Data records:
________________________________________
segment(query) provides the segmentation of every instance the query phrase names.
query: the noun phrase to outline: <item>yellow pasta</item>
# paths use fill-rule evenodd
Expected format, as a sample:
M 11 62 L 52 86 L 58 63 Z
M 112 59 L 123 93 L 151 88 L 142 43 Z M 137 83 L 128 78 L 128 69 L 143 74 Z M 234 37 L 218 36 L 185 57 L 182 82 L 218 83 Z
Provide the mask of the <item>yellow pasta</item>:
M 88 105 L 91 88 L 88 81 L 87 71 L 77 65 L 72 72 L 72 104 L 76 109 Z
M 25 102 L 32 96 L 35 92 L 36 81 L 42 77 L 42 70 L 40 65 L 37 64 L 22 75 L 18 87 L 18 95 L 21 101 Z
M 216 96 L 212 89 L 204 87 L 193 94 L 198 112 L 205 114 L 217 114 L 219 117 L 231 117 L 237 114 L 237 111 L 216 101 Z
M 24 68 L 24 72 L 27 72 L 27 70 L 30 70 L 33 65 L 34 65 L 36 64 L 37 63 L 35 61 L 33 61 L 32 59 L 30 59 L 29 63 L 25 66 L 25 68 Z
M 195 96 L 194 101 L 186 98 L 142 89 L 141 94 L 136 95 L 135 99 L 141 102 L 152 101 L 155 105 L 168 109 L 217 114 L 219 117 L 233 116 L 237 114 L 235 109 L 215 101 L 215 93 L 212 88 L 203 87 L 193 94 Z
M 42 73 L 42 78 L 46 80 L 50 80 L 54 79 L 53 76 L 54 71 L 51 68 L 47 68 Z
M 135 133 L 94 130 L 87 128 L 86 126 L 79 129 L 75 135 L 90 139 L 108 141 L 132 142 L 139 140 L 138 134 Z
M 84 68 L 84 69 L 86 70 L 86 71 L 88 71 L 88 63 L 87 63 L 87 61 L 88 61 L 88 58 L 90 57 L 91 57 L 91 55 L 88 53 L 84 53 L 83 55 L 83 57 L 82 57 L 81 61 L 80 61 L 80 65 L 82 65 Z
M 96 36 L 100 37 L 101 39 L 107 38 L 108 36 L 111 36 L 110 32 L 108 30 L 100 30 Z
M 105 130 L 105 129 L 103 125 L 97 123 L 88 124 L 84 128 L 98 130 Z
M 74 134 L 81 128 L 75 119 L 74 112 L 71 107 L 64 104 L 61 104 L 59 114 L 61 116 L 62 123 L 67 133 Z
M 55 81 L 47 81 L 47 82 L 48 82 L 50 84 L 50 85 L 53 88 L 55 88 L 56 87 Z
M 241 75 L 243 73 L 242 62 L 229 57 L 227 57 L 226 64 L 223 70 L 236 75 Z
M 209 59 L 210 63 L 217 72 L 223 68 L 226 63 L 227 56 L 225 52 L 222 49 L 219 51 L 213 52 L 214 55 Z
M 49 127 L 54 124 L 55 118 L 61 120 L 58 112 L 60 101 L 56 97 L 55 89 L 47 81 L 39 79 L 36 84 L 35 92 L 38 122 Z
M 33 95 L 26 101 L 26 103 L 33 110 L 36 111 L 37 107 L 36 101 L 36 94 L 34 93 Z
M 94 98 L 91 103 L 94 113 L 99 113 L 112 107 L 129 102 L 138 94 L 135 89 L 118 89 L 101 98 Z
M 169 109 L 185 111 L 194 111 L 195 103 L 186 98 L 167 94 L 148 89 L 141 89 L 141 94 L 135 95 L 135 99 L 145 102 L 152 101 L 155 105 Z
________________________________________
[What is asked]
Reproduce every line of the data records above verbatim.

[Right answer]
segment(query) provides the segmentation of every instance the query phrase names.
query: the noun phrase to outline: <item>yellow pasta</item>
# paths use fill-rule evenodd
Expected format, as a sample:
M 11 62 L 52 86 L 58 63 Z
M 112 59 L 123 93 L 151 88 L 142 43 Z M 137 83 L 128 78 L 128 69 L 143 74 Z M 234 37 L 218 36 L 185 57 L 182 82 L 218 83 Z
Provide the mask of the <item>yellow pasta</item>:
M 88 105 L 91 88 L 88 81 L 87 71 L 77 65 L 72 72 L 72 104 L 76 109 Z
M 25 102 L 32 96 L 35 92 L 36 81 L 42 77 L 42 70 L 40 65 L 37 64 L 22 75 L 18 87 L 18 95 L 21 101 Z
M 216 96 L 212 89 L 204 87 L 193 94 L 198 112 L 205 114 L 217 114 L 219 117 L 231 117 L 237 114 L 237 111 L 216 101 Z
M 24 68 L 24 72 L 27 72 L 27 70 L 30 70 L 33 65 L 34 65 L 36 64 L 37 63 L 35 61 L 33 61 L 32 59 L 30 59 L 29 63 L 25 66 L 25 68 Z
M 195 96 L 194 101 L 186 98 L 142 89 L 141 94 L 136 95 L 135 99 L 141 102 L 152 101 L 155 105 L 168 109 L 217 114 L 219 117 L 233 116 L 237 114 L 235 109 L 215 101 L 215 93 L 212 88 L 203 87 L 193 94 Z
M 42 73 L 42 78 L 46 80 L 50 80 L 54 79 L 53 76 L 54 71 L 51 68 L 47 68 Z
M 135 133 L 94 130 L 87 128 L 86 126 L 79 129 L 75 135 L 90 139 L 108 141 L 132 142 L 139 140 L 138 134 Z
M 84 68 L 84 69 L 86 70 L 86 71 L 88 71 L 88 63 L 87 63 L 87 61 L 88 61 L 88 58 L 90 57 L 91 57 L 91 55 L 88 53 L 84 53 L 83 55 L 83 57 L 82 57 L 81 61 L 80 61 L 80 65 L 82 65 Z
M 96 36 L 100 37 L 101 39 L 107 38 L 108 36 L 111 36 L 110 32 L 108 30 L 100 30 Z
M 105 130 L 105 129 L 103 125 L 97 123 L 88 124 L 84 128 L 98 130 Z
M 74 134 L 81 128 L 75 119 L 74 112 L 71 107 L 64 104 L 61 104 L 59 114 L 61 116 L 62 123 L 67 133 Z
M 55 81 L 47 81 L 47 82 L 48 82 L 50 84 L 50 85 L 53 88 L 55 88 L 56 87 Z
M 241 75 L 243 73 L 242 62 L 229 57 L 227 57 L 226 64 L 223 70 L 236 75 Z
M 209 59 L 210 63 L 217 72 L 223 68 L 226 63 L 227 56 L 225 52 L 222 49 L 219 51 L 213 52 L 214 55 Z
M 49 127 L 54 124 L 55 118 L 61 120 L 58 112 L 60 101 L 56 97 L 55 89 L 47 81 L 39 79 L 36 84 L 35 92 L 38 122 Z
M 33 95 L 26 101 L 26 103 L 33 110 L 36 111 L 37 107 L 36 101 L 36 94 L 34 93 Z
M 94 98 L 91 103 L 94 113 L 99 113 L 112 107 L 129 102 L 138 94 L 135 89 L 118 89 L 101 98 Z
M 169 109 L 185 111 L 194 111 L 195 103 L 186 98 L 167 94 L 148 89 L 141 89 L 141 94 L 135 95 L 135 99 L 145 102 L 152 101 L 155 105 Z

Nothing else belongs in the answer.